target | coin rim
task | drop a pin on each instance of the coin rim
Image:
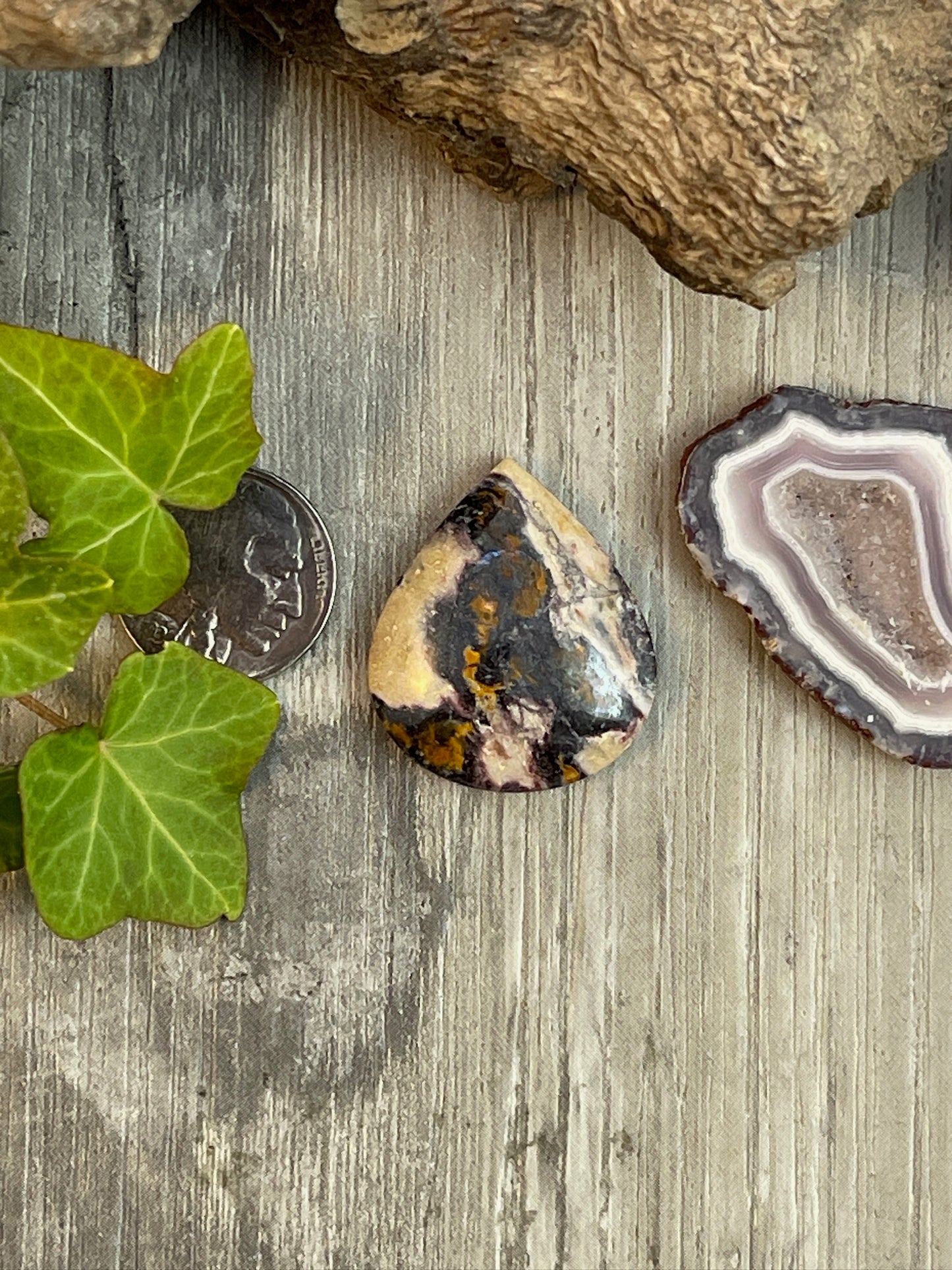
(287, 488)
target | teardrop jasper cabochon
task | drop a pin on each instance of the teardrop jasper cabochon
(512, 656)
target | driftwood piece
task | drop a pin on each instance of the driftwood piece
(729, 135)
(61, 34)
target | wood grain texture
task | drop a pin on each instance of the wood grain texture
(691, 1014)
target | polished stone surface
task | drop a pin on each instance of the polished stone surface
(512, 656)
(831, 525)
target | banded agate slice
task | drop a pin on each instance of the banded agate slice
(512, 656)
(831, 525)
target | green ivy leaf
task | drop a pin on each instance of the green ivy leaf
(47, 606)
(141, 817)
(11, 822)
(104, 441)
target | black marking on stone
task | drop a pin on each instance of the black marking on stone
(519, 657)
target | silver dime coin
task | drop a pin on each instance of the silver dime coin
(260, 586)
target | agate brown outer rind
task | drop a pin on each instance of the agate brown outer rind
(831, 525)
(512, 656)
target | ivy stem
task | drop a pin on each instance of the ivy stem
(43, 712)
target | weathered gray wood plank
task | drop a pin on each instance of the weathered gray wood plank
(691, 1015)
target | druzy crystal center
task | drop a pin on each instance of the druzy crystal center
(833, 526)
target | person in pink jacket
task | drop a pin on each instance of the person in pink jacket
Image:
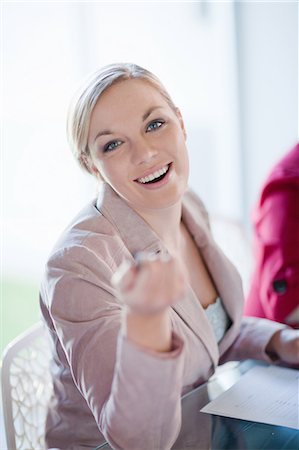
(274, 290)
(140, 303)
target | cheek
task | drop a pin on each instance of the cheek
(112, 171)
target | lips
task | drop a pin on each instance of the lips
(154, 176)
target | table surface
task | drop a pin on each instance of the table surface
(203, 431)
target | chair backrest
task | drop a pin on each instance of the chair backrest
(26, 389)
(231, 236)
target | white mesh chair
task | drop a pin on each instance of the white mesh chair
(26, 389)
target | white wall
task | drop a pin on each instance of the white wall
(267, 42)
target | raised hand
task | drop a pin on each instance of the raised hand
(148, 288)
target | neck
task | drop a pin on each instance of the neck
(167, 224)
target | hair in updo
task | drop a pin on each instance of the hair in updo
(84, 101)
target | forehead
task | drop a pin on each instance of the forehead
(126, 97)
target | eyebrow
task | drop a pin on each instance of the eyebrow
(144, 117)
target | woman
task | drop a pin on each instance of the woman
(274, 290)
(140, 302)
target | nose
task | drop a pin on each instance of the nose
(142, 152)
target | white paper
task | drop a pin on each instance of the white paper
(263, 394)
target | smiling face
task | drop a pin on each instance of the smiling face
(137, 144)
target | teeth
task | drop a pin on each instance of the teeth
(154, 175)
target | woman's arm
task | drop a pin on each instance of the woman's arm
(132, 387)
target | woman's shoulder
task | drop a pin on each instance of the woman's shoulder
(89, 236)
(196, 205)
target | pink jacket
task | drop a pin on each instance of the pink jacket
(105, 387)
(274, 292)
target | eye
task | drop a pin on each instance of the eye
(154, 125)
(111, 146)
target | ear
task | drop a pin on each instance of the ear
(96, 172)
(180, 117)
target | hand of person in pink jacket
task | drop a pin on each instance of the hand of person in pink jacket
(284, 344)
(148, 288)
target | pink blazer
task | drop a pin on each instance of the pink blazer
(274, 291)
(105, 387)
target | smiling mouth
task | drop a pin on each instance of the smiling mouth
(156, 176)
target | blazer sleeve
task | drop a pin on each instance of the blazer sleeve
(133, 394)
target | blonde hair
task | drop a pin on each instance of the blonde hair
(84, 101)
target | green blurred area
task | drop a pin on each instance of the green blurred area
(19, 309)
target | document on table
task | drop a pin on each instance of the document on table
(263, 394)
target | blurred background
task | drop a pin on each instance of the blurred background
(231, 67)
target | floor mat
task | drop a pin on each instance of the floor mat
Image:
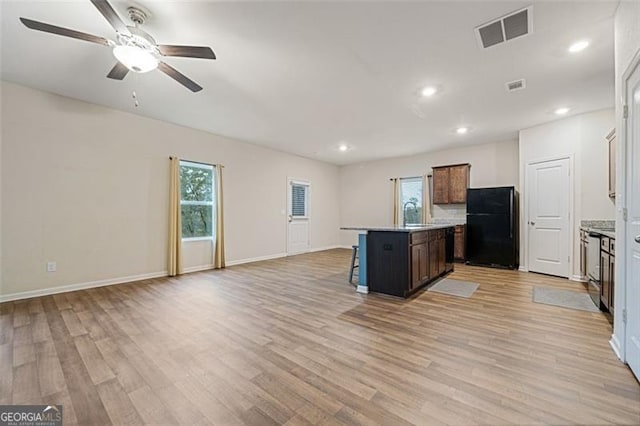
(454, 287)
(564, 298)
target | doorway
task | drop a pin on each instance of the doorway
(548, 216)
(631, 126)
(298, 216)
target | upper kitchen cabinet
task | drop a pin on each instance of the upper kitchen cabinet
(611, 140)
(450, 184)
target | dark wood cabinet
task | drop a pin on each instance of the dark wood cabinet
(459, 243)
(583, 254)
(607, 273)
(419, 259)
(612, 281)
(399, 263)
(605, 283)
(450, 184)
(611, 140)
(441, 185)
(441, 253)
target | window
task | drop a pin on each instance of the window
(411, 200)
(196, 203)
(299, 200)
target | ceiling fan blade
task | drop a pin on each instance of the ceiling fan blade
(110, 15)
(187, 51)
(179, 77)
(48, 28)
(118, 72)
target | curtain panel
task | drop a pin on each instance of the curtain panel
(175, 223)
(218, 251)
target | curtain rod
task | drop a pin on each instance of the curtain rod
(198, 162)
(410, 177)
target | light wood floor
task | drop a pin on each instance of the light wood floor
(288, 341)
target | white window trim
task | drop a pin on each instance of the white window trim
(201, 203)
(400, 203)
(293, 182)
(192, 239)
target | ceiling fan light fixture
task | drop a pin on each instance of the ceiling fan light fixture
(135, 58)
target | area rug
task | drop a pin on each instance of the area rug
(564, 299)
(454, 287)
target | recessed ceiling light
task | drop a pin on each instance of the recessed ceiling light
(578, 46)
(429, 91)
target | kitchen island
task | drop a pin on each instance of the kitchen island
(400, 260)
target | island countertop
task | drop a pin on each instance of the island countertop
(398, 228)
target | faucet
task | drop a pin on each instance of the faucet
(404, 211)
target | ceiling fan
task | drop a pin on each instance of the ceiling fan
(134, 49)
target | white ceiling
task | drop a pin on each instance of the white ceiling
(302, 77)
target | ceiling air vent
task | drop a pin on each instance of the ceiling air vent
(515, 85)
(506, 28)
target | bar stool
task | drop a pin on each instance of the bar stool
(354, 258)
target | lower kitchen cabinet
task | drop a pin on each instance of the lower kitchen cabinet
(399, 263)
(583, 254)
(459, 243)
(607, 273)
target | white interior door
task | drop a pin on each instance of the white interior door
(548, 189)
(633, 222)
(298, 217)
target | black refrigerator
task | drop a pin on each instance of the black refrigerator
(492, 227)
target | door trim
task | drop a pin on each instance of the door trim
(619, 337)
(307, 183)
(524, 257)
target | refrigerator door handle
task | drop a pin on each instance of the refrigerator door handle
(511, 216)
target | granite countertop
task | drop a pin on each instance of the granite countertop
(410, 228)
(602, 227)
(606, 232)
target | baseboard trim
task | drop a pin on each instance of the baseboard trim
(197, 269)
(362, 289)
(325, 248)
(255, 259)
(80, 286)
(123, 280)
(617, 349)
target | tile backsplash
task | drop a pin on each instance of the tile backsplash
(598, 224)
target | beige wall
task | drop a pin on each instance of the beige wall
(583, 138)
(627, 45)
(366, 197)
(86, 186)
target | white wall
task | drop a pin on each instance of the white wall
(627, 45)
(366, 197)
(582, 137)
(86, 186)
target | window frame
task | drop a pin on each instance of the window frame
(419, 179)
(211, 203)
(307, 185)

.....

In your copy, leave out the pictures and reproduce the material above exactly.

target | coin rim
task | drop a pin on each instance of the coin rim
Image:
(287, 488)
target | teardrop jasper cabochon
task | drop a pin on each instance of the teardrop jasper cabochon
(512, 656)
target | driftwood piece
task | drop a pin on each instance of the driftwood piece
(729, 135)
(61, 34)
target | wood grain texture
task | drop a pin on each instance of the wood grain texture
(691, 1014)
target | polished stone surface
task | drop a pin on each instance of the polished stone surface
(512, 656)
(831, 525)
target | banded agate slice
task | drop a pin on each instance of the banded agate slice
(512, 656)
(831, 525)
target | green ivy leaf
task | drop a pin on each instance of the green ivy leaf
(47, 606)
(141, 817)
(11, 822)
(104, 441)
target | black marking on stone
task | drop a pin on each instance of the black marking on stone
(519, 657)
target | silver dime coin
task | drop a pin on each instance of the silver dime coin
(260, 586)
target | agate brown outer rind
task | drop a pin on each instance of the agate brown outer rind
(831, 525)
(512, 656)
target | ivy stem
task | drop a pin on each instance of the ivy stem
(43, 712)
target | weathered gray wood plank
task | drop a pin on each instance of the weathered gray wood plank
(691, 1015)
target | druzy crystal center
task | drop a pin on each instance of the druzy crystal center
(833, 526)
target | person in pink jacket
task | drop a pin on each instance of the person in pink jacket
Image:
(274, 290)
(140, 303)
target | cheek
task | drop a pin on each instance of the cheek
(112, 171)
target | lips
task | drop a pin on each instance of the lips
(154, 176)
target | table surface
task | drop a pin on each instance of the table surface
(203, 431)
target | chair backrest
task | drop a pin on each instance of the chair backrest
(26, 389)
(231, 236)
target | white mesh chair
task | drop a pin on each instance of the white mesh chair
(26, 389)
target | white wall
task | drop a pin on each instance of the white wall
(267, 42)
target | raised hand
task | drop a pin on each instance of the raised hand
(148, 288)
target | neck
task | drop a pin on each instance of the neck
(167, 224)
target | hair in updo
task | drop a pin on each instance of the hair in updo
(84, 101)
target | forehead
task | drop a pin on each instance of the forehead
(126, 97)
target | eyebrow
task | drop a pin on each instance of the eyebrow
(144, 117)
target | woman
task | drop a pin on each instance of the woman
(274, 290)
(140, 302)
target | nose
task | drop a pin on each instance of the nose
(142, 152)
target | white paper
task | drop a pin on each instance of the white paper
(263, 394)
target | smiling face
task | drop a pin on each instance of the smiling face
(137, 144)
target | teeth
task | drop a pin on each instance of the teeth
(154, 175)
target | woman's arm
task | drop a pin on each instance of the woman's arm
(132, 387)
target | woman's shoulder
task | drop a pin on each instance of the woman's shoulder
(89, 236)
(196, 205)
target | pink jacket
task | drop a pin on each instance of the pink jacket
(105, 387)
(274, 292)
target | eye
task | drop a pin on each instance of the eye
(154, 125)
(111, 146)
target | ear
task | drop a pin on each instance of the ear
(96, 172)
(180, 117)
target | hand of person in pink jacket
task | drop a pin on each instance of the hand of person in pink jacket
(284, 344)
(148, 288)
target | pink blazer
task | drop a pin on each instance of the pink blazer
(274, 291)
(105, 387)
target | smiling mouth
task | drop a pin on each instance of the smiling mouth
(156, 176)
target | blazer sleeve
task | drop a pin on each instance of the blazer sleeve
(133, 394)
target | blonde hair
task | drop a pin on each instance of the blonde hair
(84, 101)
target | green blurred area
task | drop a pin on each instance of the green blurred area
(19, 309)
target | document on table
task | drop a pin on each instance of the document on table
(263, 394)
target | blurred background
task | drop a pin on each instance of the blurred background
(231, 67)
target | floor mat
task | drop a pin on each instance of the floor mat
Image:
(454, 287)
(564, 298)
target | doorway
task | drop a pin on each instance of the doorway
(548, 216)
(631, 126)
(298, 216)
target | upper kitchen cabinet
task | drop a pin on each instance of the upper kitchen cabinet
(611, 140)
(450, 184)
target | dark wood cabinet
task | drop a pin on each instance of the dark wood cabinet
(459, 243)
(583, 254)
(607, 273)
(419, 259)
(612, 281)
(399, 263)
(605, 283)
(450, 184)
(611, 140)
(441, 185)
(441, 253)
target | window
task | drop a pin on each instance of the window
(411, 200)
(196, 203)
(299, 200)
target | ceiling fan blade
task | drop a pin on each instance of the ceiling fan blade
(110, 15)
(187, 51)
(179, 77)
(48, 28)
(118, 72)
target | curtain panel
task | drop a pin on each instance of the curtain panel
(175, 223)
(218, 251)
target | curtain rod
task | drop a pin on each instance of the curtain rod
(198, 162)
(410, 177)
target | light wood floor
task | drop a pin on each instance of the light wood floor
(288, 341)
target | white window trim
task | drop a pin on each instance of the white window trim
(201, 203)
(400, 203)
(293, 182)
(192, 239)
target | ceiling fan light fixture
task | drop a pin on each instance of the ceiling fan light fixture
(135, 58)
target | area rug
task | drop a pin on each instance of the area rug
(564, 299)
(454, 287)
target | recessed ceiling light
task | drop a pin on each instance of the recessed ceiling light
(578, 46)
(429, 91)
target | kitchen island
task | drop a pin on each instance of the kitchen island
(400, 260)
target | island countertop
task | drop a pin on each instance of the island countertop
(398, 228)
target | faucet
task | drop a pin on each instance of the faucet
(404, 211)
target | ceiling fan
task | drop a pin on each instance of the ceiling fan
(134, 49)
target | white ceiling
task | drop a pin on each instance of the white ceiling
(302, 77)
target | ceiling air vent
task | drop a pin on each instance of the ceiling air vent
(515, 85)
(506, 28)
target | bar stool
task | drop a pin on each instance of the bar stool
(354, 258)
target | lower kitchen cabinet
task | drop a pin on each instance of the lower kitchen cabinet
(399, 263)
(583, 254)
(459, 243)
(607, 273)
target | white interior door
task | drop a pin on each instance of the white interior door
(548, 189)
(633, 222)
(298, 217)
target | black refrigerator
task | drop a pin on each instance of the black refrigerator
(492, 227)
target | door trim
task | drop a pin on each instance of the door trim
(619, 337)
(307, 183)
(524, 257)
target | refrigerator door handle
task | drop a pin on each instance of the refrigerator door handle
(511, 216)
target | granite countertop
task | drop a pin on each instance of the granite countertop
(410, 228)
(602, 227)
(606, 232)
target | baseboard trim
task | drop a pin on each instance of the baseboard trim
(197, 269)
(362, 289)
(325, 248)
(255, 259)
(80, 286)
(123, 280)
(617, 349)
target | tile backsplash
task | drop a pin on each instance of the tile backsplash
(598, 224)
target | beige wall
task | drop a pin on each instance of the beige wall
(583, 138)
(627, 45)
(366, 197)
(86, 186)
target | white wall
task | drop a pin on each instance of the white wall
(627, 45)
(366, 197)
(582, 137)
(86, 186)
target | window frame
task | drop a pin on each instance of the window frame
(419, 179)
(211, 203)
(307, 185)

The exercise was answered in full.